**Task details**
Return all of the entries exactly, with nothing added or left out.

**Provided entries**
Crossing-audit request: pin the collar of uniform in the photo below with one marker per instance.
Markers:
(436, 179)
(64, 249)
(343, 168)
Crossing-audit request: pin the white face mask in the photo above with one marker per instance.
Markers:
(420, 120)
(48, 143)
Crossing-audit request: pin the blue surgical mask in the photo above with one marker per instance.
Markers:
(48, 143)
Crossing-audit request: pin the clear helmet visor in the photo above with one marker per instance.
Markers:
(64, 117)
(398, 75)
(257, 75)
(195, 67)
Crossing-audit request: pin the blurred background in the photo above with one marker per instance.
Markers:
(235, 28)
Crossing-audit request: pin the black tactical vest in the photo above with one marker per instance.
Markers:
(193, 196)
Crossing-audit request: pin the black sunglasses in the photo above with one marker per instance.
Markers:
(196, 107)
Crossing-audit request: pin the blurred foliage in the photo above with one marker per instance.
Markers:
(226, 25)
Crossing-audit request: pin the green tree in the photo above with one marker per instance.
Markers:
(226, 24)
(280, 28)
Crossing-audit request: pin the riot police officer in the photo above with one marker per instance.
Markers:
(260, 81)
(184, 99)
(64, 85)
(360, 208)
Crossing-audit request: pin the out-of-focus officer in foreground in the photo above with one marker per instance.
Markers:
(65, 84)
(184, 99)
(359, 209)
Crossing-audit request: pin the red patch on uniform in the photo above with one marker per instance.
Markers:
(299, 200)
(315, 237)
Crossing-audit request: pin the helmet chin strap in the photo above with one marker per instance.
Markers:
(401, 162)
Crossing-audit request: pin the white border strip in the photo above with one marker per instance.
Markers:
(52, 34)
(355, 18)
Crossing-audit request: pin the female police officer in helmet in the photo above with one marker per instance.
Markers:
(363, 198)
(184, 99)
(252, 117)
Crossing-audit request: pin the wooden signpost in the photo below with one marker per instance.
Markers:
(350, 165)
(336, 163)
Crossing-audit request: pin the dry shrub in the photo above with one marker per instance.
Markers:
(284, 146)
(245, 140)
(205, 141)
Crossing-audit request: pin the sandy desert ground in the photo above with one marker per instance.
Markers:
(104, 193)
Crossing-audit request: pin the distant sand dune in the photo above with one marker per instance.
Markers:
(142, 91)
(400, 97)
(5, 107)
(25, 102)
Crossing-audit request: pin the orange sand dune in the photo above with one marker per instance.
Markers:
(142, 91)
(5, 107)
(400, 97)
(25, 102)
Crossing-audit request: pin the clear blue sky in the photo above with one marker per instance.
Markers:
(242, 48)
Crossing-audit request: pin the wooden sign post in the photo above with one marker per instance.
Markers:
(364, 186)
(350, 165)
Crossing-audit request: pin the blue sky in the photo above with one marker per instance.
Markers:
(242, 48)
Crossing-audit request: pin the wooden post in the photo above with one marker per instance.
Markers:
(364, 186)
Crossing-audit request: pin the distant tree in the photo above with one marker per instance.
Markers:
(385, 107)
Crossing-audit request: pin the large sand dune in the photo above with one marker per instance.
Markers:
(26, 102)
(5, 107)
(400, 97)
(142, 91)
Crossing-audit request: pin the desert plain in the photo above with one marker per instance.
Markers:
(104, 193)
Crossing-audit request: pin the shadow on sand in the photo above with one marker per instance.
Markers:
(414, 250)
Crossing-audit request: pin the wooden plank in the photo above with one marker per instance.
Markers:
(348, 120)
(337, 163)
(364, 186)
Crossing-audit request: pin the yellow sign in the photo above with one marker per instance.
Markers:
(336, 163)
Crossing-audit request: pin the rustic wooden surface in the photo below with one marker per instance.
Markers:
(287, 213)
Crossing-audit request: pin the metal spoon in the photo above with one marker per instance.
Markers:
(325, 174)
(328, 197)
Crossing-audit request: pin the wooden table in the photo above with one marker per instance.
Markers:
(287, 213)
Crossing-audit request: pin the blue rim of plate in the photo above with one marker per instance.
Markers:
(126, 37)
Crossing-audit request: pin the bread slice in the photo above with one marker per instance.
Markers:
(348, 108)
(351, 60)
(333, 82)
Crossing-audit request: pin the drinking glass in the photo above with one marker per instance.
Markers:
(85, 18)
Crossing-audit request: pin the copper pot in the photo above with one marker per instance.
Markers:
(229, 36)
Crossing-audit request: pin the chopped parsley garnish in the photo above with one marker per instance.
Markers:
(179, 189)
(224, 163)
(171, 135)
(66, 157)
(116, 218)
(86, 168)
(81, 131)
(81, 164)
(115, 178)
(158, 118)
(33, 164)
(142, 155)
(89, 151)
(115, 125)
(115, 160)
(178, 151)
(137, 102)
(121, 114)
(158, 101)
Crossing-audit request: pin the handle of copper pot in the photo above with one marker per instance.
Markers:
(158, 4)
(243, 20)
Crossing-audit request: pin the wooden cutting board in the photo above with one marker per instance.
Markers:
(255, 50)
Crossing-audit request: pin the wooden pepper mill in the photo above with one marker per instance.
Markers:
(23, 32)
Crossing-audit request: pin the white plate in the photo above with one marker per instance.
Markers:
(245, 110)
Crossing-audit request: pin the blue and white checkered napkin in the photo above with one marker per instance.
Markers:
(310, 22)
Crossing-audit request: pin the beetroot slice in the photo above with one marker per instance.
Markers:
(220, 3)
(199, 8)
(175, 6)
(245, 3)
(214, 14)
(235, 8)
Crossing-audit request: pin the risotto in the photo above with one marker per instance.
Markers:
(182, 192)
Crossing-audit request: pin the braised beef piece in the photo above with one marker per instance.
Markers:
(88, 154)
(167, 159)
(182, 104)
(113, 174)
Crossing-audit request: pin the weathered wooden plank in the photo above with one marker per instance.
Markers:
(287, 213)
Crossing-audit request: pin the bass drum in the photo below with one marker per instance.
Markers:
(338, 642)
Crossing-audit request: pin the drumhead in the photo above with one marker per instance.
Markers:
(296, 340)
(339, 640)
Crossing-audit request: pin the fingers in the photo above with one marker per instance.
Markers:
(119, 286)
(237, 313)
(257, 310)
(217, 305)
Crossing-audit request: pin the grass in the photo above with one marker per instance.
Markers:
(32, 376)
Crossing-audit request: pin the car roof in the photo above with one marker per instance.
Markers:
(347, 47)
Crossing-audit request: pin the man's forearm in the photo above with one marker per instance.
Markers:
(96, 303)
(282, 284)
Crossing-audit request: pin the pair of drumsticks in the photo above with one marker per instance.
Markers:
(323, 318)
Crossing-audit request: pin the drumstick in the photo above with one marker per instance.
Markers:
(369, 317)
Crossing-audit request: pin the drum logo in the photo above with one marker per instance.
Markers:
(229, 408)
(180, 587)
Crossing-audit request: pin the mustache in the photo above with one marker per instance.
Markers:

**Output of the task**
Crossing-audit request: pin the collar of uniform in the photo below with one marker per instance.
Markers:
(436, 179)
(64, 249)
(343, 168)
Crossing-audit request: pin the white face mask in the photo above with one marker per instance.
Markers:
(420, 120)
(48, 143)
Crossing-audit request: pin the blue surgical mask in the photo above with one marker per instance.
Markers:
(48, 143)
Crossing-audit request: pin the clear helmet visor in the photo above with one marker per instance.
Markers:
(64, 117)
(398, 75)
(257, 75)
(195, 67)
Crossing-audit request: pin the blurred background in the photo above with one marker per instance.
Markers:
(235, 28)
Crossing-audit request: pin the black tactical vest in the photo above with one marker per instance.
Markers:
(193, 196)
Crossing-audit request: pin the black sunglasses in the photo above with one marker per instance.
Markers:
(196, 107)
Crossing-audit request: pin the blurred foliage in the photo above with one marker per instance.
Markers:
(226, 25)
Crossing-audit request: pin the green tree in the photo above with one marker per instance.
Markers:
(226, 24)
(280, 28)
Crossing-audit request: pin the riot police officer in the photo above with one marker per instance.
Markers:
(260, 81)
(184, 99)
(64, 85)
(360, 208)
Crossing-audit request: pin the out-of-focus officer in foreground in the photo above with one marker per instance.
Markers:
(65, 84)
(184, 99)
(359, 209)
Crossing-audit request: pin the red patch on uniform in the photo above with one marker per instance.
Markers:
(299, 200)
(315, 237)
Crossing-audit request: pin the helmet chin strap in the photo above with one marker per instance.
Markers:
(401, 162)
Crossing-audit request: pin the white border strip in the photo above with one marker per instance.
Markers:
(52, 34)
(355, 18)
Crossing-audit request: pin the female police officer in helmet in the photo above with one marker per instance.
Markers:
(363, 198)
(184, 99)
(252, 117)
Crossing-audit request: pin the wooden signpost in the photo below with one marker per instance.
Markers:
(350, 165)
(336, 163)
Crossing-audit request: pin the dry shrub in the photo above with one marker per instance.
Markers:
(284, 146)
(245, 140)
(205, 141)
Crossing-audit request: pin the sandy desert ground in the photo above with one marker per instance.
Markers:
(104, 193)
Crossing-audit request: pin the distant sand dune in the photo above with one marker per instance.
Markers:
(142, 91)
(400, 97)
(5, 107)
(25, 102)
Crossing-audit request: pin the orange sand dune in the photo above with one marker per instance.
Markers:
(142, 91)
(5, 107)
(400, 97)
(25, 102)
Crossing-audit request: pin the clear blue sky in the photo above with one marker per instance.
Markers:
(242, 48)
Crossing-audit request: pin the wooden sign post in the photo above with one marker per instance.
Markers:
(364, 186)
(350, 165)
Crossing-audit request: pin the blue sky in the photo above with one marker per instance.
Markers:
(242, 48)
Crossing-audit request: pin the wooden post in the photo above with one marker per instance.
Markers:
(364, 186)
Crossing-audit request: pin the distant tree in the photo above with one marker per instance.
Markers:
(385, 107)
Crossing-audit request: pin the large sand dune in the photo above with one marker per instance.
Markers:
(26, 102)
(5, 107)
(400, 97)
(142, 91)
Crossing-audit request: pin the desert plain in the photo above with one marker per instance.
Markers:
(104, 193)
Crossing-audit request: pin the shadow on sand in the photo above with one marker per instance.
Markers:
(414, 250)
Crossing-audit request: pin the wooden plank in the photo above with one marker per instance.
Markers:
(348, 120)
(337, 163)
(364, 186)
Crossing-audit request: pin the yellow sign in the photo above with one marker per instance.
Markers:
(336, 163)
Crossing-audit request: pin the rustic wooden surface in the photo below with one marker per instance.
Markers:
(287, 213)
Crossing-audit request: pin the metal spoon in the photo above with one marker per instance.
Markers:
(325, 174)
(328, 197)
Crossing-audit request: pin the wooden table in the photo above with one marker per instance.
Markers:
(287, 213)
Crossing-audit request: pin the blue rim of plate in the photo above with one marker per instance.
Markers:
(126, 37)
Crossing-audit request: pin the bread slice in the photo above with one marker per instance.
Markers:
(348, 108)
(351, 60)
(333, 82)
Crossing-audit request: pin the drinking glass in the photo above with one marker per instance.
Markers:
(85, 18)
Crossing-audit request: pin the copper pot in the photo above with one marker per instance.
Markers:
(229, 36)
Crossing-audit request: pin the chopped parsley garnish in the photo above with one marker per instance.
Markers:
(179, 189)
(224, 163)
(171, 135)
(66, 157)
(116, 218)
(86, 168)
(81, 131)
(81, 164)
(115, 178)
(158, 118)
(33, 164)
(142, 155)
(89, 151)
(115, 125)
(115, 160)
(178, 151)
(137, 102)
(121, 114)
(158, 101)
Crossing-audit request: pin the handle of copper pot in the photo above with one marker per instance.
Markers:
(158, 4)
(243, 20)
Crossing-audit request: pin the wooden cutting board in the photo above with one marker per instance.
Markers:
(255, 50)
Crossing-audit request: pin the wooden pepper mill in the photo above with one marker per instance.
Markers:
(23, 32)
Crossing-audit request: pin the white plate in the photo above with one marker per instance.
Markers:
(245, 110)
Crossing-audit request: pin the blue and white checkered napkin in the photo above with one marker per instance.
Markers:
(310, 22)
Crossing-audit request: pin the beetroot slice in the photo above with one marker per instance.
Markers:
(220, 3)
(199, 8)
(175, 6)
(245, 3)
(214, 14)
(235, 8)
Crossing-audit request: pin the risotto in the photo above with one marker per instance.
Markers:
(182, 192)
Crossing-audit request: pin the braised beef piece in the photo above with one marker per instance.
Markers:
(88, 154)
(167, 159)
(182, 104)
(113, 174)
Crossing-audit request: pin the weathered wooden plank in the photo above with one marker per instance.
Markers:
(287, 213)
Crossing-audit request: pin the bass drum in the photo below with one marker per instance.
Markers:
(338, 642)
Crossing-audit request: pin the drumhead in the photo above with one marker per instance.
Markers:
(296, 340)
(339, 640)
Crossing-audit request: pin the fingers in the photo above with one marker per instance.
Markers:
(119, 286)
(237, 313)
(257, 310)
(217, 305)
Crossing-audit request: pin the grass in the photo above with one marker per instance.
Markers:
(32, 376)
Crossing-audit request: pin the car roof in the photo above with one marker per instance.
Markers:
(347, 47)
Crossing-audit request: pin the man's forearm in the photo above with one marker per instance.
Markers:
(96, 303)
(282, 284)
Crossing-audit request: pin the pair of drumsticks in the photo above with one marker per instance.
Markers:
(323, 318)
Crossing-audit request: pin the drumstick in the photo above with one marker per instance.
Markers:
(369, 317)
Crossing-audit request: pin the drum logo in the photo above with one marker per instance.
Markers:
(229, 408)
(180, 587)
Crossing-audit request: pin the mustache in the photo above with one marker per instance.
Markers:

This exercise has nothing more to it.